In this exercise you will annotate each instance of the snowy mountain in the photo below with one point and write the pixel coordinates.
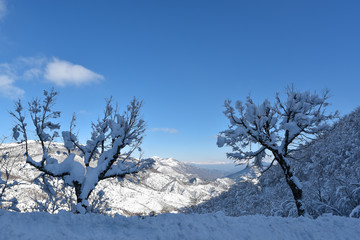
(167, 187)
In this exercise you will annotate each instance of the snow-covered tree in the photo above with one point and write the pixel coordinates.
(276, 129)
(107, 154)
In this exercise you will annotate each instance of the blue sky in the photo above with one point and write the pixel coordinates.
(183, 58)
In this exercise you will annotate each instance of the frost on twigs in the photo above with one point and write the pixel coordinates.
(277, 129)
(114, 139)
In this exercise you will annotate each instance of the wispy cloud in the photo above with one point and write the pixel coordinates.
(165, 130)
(64, 73)
(61, 73)
(3, 9)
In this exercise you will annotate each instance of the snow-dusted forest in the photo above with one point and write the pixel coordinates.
(297, 147)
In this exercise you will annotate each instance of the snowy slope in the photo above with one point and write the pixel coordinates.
(174, 226)
(329, 169)
(168, 186)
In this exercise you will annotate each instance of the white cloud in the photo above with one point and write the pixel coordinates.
(59, 72)
(64, 73)
(7, 88)
(3, 9)
(165, 130)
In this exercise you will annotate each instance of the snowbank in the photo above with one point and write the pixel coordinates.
(173, 226)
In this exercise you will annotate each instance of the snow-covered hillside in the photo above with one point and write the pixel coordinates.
(168, 186)
(329, 169)
(41, 226)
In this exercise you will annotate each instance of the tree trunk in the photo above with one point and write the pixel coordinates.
(78, 192)
(293, 183)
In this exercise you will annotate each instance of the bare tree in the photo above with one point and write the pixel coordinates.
(107, 154)
(280, 129)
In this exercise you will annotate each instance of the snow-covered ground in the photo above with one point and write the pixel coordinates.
(173, 226)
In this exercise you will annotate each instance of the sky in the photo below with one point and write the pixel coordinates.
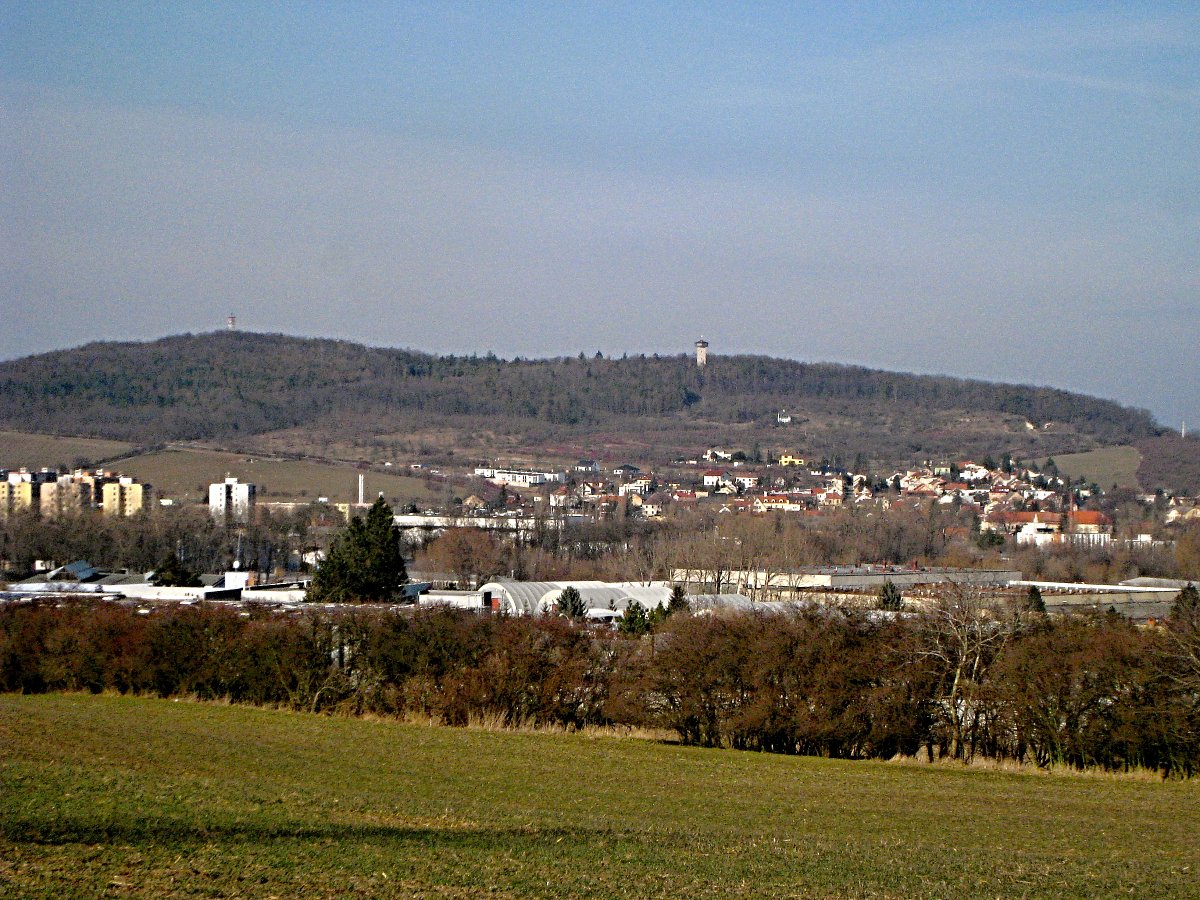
(1002, 191)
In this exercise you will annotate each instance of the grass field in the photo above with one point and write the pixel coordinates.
(1105, 467)
(35, 451)
(185, 474)
(108, 796)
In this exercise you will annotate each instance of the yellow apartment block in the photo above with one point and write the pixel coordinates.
(121, 498)
(65, 496)
(16, 496)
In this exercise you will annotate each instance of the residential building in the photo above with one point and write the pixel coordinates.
(123, 497)
(232, 501)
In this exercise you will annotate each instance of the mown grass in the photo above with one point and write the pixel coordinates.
(1105, 467)
(186, 474)
(126, 796)
(35, 451)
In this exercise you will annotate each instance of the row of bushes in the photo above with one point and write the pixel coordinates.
(955, 682)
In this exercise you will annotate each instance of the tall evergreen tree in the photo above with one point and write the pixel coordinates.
(891, 597)
(570, 604)
(678, 601)
(1033, 601)
(365, 561)
(635, 622)
(173, 574)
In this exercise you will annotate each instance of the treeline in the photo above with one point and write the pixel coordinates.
(139, 543)
(226, 384)
(957, 682)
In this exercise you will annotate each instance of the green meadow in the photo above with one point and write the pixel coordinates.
(119, 796)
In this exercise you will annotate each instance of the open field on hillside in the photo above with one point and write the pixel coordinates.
(1105, 467)
(186, 473)
(36, 451)
(127, 796)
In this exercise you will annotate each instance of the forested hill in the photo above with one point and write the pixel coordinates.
(234, 383)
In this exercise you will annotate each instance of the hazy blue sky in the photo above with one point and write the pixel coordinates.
(1008, 191)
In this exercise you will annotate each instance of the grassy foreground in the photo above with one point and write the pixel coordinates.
(111, 796)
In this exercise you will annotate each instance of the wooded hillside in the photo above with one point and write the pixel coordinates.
(223, 385)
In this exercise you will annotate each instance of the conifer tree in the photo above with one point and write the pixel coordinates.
(571, 605)
(365, 562)
(891, 597)
(678, 601)
(635, 623)
(173, 574)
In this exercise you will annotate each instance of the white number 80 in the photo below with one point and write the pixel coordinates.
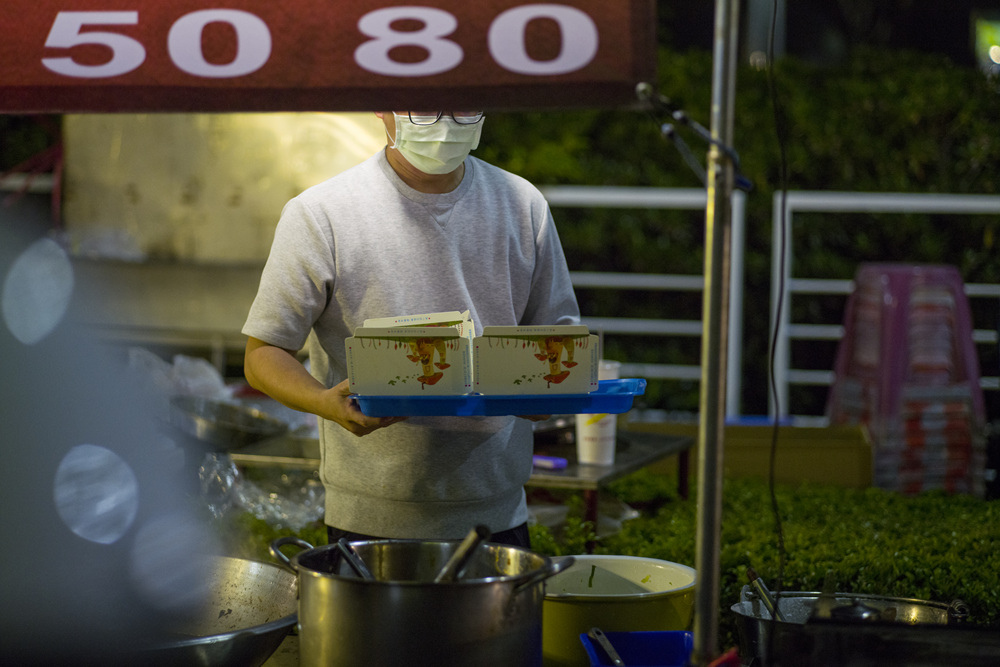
(506, 40)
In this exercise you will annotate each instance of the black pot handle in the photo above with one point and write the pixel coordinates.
(555, 568)
(283, 560)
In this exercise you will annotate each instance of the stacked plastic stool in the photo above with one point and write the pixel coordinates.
(907, 368)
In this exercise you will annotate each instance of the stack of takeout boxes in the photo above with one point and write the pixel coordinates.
(440, 354)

**ACTIVITY**
Drop the pictures and set down the data above exactly.

**YOUR RESPONSE**
In this exercise you will annotate each instance of the snowy mountain in the photo below with one point and write the pixel coordinates.
(167, 187)
In this exercise you will annotate each instance of the snow-covered tree in the photo above with one point and write the pixel coordinates.
(276, 129)
(107, 154)
In this exercise you will annotate each instance of the blue sky in the photo above with one point and write the pixel coordinates.
(183, 58)
In this exercise you will annotate each instance of the frost on twigs in the photo above with one point and write the pixel coordinates.
(277, 129)
(114, 139)
In this exercise you will annotate each instance of the wispy cloud in the photo above with one point and write the pixel coordinates.
(165, 130)
(64, 73)
(61, 73)
(3, 9)
In this exercise you will annotate each instance of the snow-dusted forest in the photo above with one point and write the pixel coordinates.
(297, 147)
In this exercise you will annotate each instance of the snowy slope in the photo above with one point and write the pixel coordinates.
(174, 226)
(329, 169)
(168, 186)
In this exercise you will annotate each instance of the white cloud in the photo above with one point and write the pixel coordinates.
(59, 72)
(64, 73)
(7, 88)
(3, 9)
(165, 130)
In this exercise you will annotate each instance of the snowbank in the photo above with one point and write the pixel coordinates.
(173, 226)
In this exercise you will annotate each instance of the snow-covered hillside in the photo above with one point and write the pixel coordinates.
(168, 186)
(329, 169)
(41, 226)
In this exercise you will annotate each instance of the tree trunk in the photo above with one point and write the pixel coordinates.
(78, 192)
(293, 183)
In this exercise you will annotate each instance of the bare tree in the photo above with one point and write the pixel coordinates.
(107, 154)
(280, 129)
In this exercise you will annotate each instance of the snow-covered ground in the photo above with one point and write the pixel coordinates.
(173, 226)
In this exercise you will annotate each instance of the sky in the photo below with one point and write the pixel coordinates.
(1002, 191)
In this exercise you will annotate each instance of the grass field in the photo above with one point and write the pixel coordinates.
(1105, 467)
(35, 451)
(185, 474)
(108, 796)
In this exercise you will annotate each instance of the yellow apartment block in the photo above with one point and write the pixel coordinates.
(121, 498)
(65, 496)
(16, 496)
In this exercise you will annotate each instance of the residential building in the photo above with one point and write the pixel coordinates.
(123, 497)
(232, 501)
In this exercise you will annotate each instance of the mown grass in the photo above with one point and write the pixel coordinates.
(1105, 467)
(186, 474)
(126, 796)
(35, 451)
In this exercise you will annotate each instance of the row of bushes in the photo above with one point and write the pixel coordinates.
(955, 682)
In this exercise you will annotate each instance of the tall evergreen tree in the photo above with one point and write the pixel coordinates.
(891, 597)
(570, 604)
(678, 601)
(1033, 601)
(365, 561)
(635, 622)
(173, 574)
In this exercise you will annotate each instance of the treeline in the photo above with one point and write the pixel coordinates.
(139, 543)
(226, 384)
(957, 682)
In this exercise you will annotate each instance of the green meadow in the photo above with one point and write the pixel coordinates.
(119, 796)
In this exercise you will annotate each instance of the open field on hillside in the photo above with one point and write the pixel coordinates.
(1105, 467)
(186, 473)
(36, 451)
(127, 796)
In this exercise you will annotate each instance of the forested hill in the photo above with one point and write the pixel coordinates.
(234, 383)
In this exercise you will annotate each instance of the hazy blue sky in the photo above with one point and write the pixel coordinates.
(1008, 191)
In this exercise you will annotate each instance of the grassy foreground in the photo above with one point and write the pixel coordinates.
(111, 796)
In this exercise you will annotate each instance of the wooded hillside in the photo above with one point and write the pixel coordinates.
(223, 385)
In this exercise you will annotate each instance of the conifer tree in the photo above with one point and write the pixel coordinates.
(571, 605)
(365, 562)
(891, 597)
(678, 601)
(635, 623)
(173, 574)
In this exercise you will annotate each instance of the white number 80 in the photo below with one point and write the pixel coordinates.
(506, 40)
In this exercise you will annotate each instance of the black pot handle in the photo above with one point and write the pixel coordinates.
(555, 568)
(283, 560)
In this exercise you will annotate each instance of the stacked plastic stool in the photo above with one point and write the pixel coordinates.
(907, 368)
In this exercise you will annotate each instance of the stack of takeout boxes in the photo above with one point and write the pixel coordinates.
(440, 354)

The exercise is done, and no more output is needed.